# Information shown:

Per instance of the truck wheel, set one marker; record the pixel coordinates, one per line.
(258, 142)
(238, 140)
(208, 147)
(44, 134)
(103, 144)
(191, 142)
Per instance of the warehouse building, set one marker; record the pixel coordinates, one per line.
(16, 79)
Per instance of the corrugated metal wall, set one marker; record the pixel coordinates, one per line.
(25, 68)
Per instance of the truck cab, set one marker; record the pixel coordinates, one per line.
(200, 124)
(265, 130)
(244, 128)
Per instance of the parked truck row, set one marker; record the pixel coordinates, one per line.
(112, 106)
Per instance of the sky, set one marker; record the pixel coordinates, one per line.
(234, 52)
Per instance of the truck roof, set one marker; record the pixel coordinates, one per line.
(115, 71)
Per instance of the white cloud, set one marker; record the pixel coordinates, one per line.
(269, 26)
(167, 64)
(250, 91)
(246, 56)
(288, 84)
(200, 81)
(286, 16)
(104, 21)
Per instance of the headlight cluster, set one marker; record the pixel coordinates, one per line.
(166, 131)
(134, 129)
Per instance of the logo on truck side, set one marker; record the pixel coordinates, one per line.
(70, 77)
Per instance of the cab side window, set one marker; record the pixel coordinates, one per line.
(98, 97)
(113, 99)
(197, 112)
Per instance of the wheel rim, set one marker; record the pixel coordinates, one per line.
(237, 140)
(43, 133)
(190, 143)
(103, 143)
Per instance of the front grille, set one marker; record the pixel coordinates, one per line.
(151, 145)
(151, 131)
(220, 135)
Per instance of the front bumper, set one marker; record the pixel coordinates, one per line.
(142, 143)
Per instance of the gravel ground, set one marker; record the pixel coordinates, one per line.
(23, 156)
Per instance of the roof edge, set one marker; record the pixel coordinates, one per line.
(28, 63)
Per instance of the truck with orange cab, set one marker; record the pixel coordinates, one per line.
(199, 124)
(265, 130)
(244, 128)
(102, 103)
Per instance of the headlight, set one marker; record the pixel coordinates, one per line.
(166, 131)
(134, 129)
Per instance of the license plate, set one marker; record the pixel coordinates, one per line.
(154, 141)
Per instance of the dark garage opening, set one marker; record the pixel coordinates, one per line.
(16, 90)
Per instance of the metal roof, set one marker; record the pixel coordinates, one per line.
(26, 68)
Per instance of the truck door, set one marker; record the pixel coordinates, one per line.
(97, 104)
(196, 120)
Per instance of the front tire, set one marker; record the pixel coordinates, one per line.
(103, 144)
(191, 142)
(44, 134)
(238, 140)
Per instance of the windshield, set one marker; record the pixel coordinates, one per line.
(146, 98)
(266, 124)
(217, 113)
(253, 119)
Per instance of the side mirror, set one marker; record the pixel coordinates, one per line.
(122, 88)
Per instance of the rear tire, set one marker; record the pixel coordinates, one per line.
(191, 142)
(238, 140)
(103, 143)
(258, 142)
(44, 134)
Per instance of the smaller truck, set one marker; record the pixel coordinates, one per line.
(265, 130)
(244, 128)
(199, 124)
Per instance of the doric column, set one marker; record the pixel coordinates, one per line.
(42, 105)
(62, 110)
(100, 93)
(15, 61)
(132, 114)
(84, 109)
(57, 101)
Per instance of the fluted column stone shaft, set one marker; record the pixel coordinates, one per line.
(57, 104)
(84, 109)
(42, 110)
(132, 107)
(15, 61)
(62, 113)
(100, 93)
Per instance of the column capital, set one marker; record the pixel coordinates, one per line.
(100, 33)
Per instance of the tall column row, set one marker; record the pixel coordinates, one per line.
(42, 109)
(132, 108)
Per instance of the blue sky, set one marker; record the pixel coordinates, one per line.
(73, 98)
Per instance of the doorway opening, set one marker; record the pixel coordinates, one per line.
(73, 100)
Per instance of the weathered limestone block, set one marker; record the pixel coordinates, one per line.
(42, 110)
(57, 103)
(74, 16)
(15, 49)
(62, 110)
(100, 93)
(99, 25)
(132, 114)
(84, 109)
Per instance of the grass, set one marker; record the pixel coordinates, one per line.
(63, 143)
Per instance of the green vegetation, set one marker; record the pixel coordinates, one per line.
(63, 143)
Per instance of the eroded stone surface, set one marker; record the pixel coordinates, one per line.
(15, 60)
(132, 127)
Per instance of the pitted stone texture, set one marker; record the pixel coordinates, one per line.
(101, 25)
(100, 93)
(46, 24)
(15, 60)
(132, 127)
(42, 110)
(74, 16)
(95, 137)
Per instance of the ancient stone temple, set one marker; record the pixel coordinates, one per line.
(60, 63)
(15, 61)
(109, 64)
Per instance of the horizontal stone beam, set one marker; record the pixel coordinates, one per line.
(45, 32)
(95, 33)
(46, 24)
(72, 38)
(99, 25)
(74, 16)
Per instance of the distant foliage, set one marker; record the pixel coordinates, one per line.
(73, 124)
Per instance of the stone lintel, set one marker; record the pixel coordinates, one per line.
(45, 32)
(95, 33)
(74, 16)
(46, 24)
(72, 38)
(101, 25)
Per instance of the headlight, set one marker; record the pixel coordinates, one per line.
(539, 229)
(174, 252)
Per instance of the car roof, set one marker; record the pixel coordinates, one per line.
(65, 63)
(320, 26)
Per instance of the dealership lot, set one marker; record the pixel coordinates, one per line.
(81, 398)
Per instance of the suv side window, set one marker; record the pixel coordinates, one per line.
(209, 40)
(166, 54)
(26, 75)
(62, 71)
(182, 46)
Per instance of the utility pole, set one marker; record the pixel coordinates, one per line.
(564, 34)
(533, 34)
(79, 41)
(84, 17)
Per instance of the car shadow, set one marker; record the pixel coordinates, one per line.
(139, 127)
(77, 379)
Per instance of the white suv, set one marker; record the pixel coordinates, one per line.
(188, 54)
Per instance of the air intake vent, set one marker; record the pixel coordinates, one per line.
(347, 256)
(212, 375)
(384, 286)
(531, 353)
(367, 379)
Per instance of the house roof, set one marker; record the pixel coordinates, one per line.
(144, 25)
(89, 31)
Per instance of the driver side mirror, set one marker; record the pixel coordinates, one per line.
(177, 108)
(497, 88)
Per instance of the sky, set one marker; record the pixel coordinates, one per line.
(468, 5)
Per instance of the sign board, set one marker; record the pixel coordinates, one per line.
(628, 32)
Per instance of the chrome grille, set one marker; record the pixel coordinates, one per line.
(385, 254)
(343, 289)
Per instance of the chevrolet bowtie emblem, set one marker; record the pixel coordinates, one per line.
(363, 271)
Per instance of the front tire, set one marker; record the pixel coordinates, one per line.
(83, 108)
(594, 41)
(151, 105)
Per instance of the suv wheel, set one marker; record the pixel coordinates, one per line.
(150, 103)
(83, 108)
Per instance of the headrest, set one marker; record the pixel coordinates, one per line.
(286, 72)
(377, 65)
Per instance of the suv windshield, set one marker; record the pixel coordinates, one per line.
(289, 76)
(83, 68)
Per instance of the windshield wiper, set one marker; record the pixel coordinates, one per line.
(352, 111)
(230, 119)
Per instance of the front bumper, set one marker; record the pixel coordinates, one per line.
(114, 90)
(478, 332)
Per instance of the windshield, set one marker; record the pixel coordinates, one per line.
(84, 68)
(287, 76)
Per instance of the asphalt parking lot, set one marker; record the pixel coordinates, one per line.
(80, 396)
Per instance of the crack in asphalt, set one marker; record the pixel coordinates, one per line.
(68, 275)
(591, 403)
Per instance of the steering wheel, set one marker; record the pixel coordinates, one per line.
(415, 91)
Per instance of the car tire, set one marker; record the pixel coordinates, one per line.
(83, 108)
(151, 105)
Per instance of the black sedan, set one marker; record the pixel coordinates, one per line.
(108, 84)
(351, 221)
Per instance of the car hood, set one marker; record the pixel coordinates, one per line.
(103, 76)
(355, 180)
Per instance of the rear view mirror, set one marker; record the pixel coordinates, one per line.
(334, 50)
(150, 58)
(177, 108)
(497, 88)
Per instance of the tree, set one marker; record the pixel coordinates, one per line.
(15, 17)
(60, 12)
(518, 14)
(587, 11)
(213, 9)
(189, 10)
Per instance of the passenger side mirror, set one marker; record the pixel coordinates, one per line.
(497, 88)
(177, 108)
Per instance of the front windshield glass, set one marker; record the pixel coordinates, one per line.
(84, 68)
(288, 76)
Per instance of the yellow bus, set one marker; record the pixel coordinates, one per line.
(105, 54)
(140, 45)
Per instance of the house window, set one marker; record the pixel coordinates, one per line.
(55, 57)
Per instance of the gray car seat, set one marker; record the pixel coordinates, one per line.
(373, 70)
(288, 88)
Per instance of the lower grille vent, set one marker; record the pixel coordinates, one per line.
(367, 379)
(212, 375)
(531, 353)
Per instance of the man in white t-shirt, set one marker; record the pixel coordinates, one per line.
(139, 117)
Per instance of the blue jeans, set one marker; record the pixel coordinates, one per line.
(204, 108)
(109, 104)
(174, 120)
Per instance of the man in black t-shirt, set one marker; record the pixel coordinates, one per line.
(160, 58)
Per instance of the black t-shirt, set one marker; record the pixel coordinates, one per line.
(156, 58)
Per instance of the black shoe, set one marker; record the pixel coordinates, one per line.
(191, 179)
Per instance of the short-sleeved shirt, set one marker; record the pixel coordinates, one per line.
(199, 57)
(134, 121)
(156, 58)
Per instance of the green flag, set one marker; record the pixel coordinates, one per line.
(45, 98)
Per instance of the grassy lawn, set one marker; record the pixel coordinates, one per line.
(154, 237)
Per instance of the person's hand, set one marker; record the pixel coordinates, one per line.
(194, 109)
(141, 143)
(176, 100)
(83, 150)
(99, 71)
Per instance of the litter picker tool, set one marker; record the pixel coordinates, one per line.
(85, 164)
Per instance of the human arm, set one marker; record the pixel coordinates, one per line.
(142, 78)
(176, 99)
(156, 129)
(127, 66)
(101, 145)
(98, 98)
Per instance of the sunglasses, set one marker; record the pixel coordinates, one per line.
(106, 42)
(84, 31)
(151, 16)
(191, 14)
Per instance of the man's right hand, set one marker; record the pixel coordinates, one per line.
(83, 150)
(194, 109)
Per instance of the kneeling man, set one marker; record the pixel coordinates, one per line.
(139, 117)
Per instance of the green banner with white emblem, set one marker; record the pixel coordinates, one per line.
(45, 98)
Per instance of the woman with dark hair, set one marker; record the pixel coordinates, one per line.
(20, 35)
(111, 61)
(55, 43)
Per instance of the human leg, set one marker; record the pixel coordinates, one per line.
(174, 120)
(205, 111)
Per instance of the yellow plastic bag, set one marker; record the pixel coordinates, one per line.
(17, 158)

# What you need to do:
Starting with the line that contains "Per instance of the human arm, set" and going on through the end of the records, rewrite every line with each pixel coordinate multiplied by 2.2 and rounded to a whole number, halves rounding up. Leave all other text on those lines unchanged.

# The output:
Per instance of the human arm, set one marker; record the pixel coordinates, one per line.
(312, 172)
(387, 218)
(343, 284)
(279, 145)
(222, 319)
(216, 216)
Per instance of the sunglasses, set one marker; record the pixel coordinates, one per line.
(233, 92)
(185, 68)
(332, 35)
(420, 31)
Per instance of the man's right hand, set one marker; record the pixel coordinates, one per line.
(183, 330)
(427, 240)
Per instance of the kneeling man, set one marker; record the pixel coordinates, one per line.
(306, 257)
Per instance of the green banner with white emblem, set one marker; record the pixel coordinates, one per line.
(99, 216)
Per instance of the woman with dark hair, set one marker; record the pixel coordinates, one per line.
(44, 77)
(244, 134)
(121, 95)
Per instance of the human leg, set one marker; record the pixel coordinates, one per line.
(383, 264)
(451, 244)
Per instance of the yellow plastic bag, set one marker; record the pixel coordinates, one per line.
(37, 348)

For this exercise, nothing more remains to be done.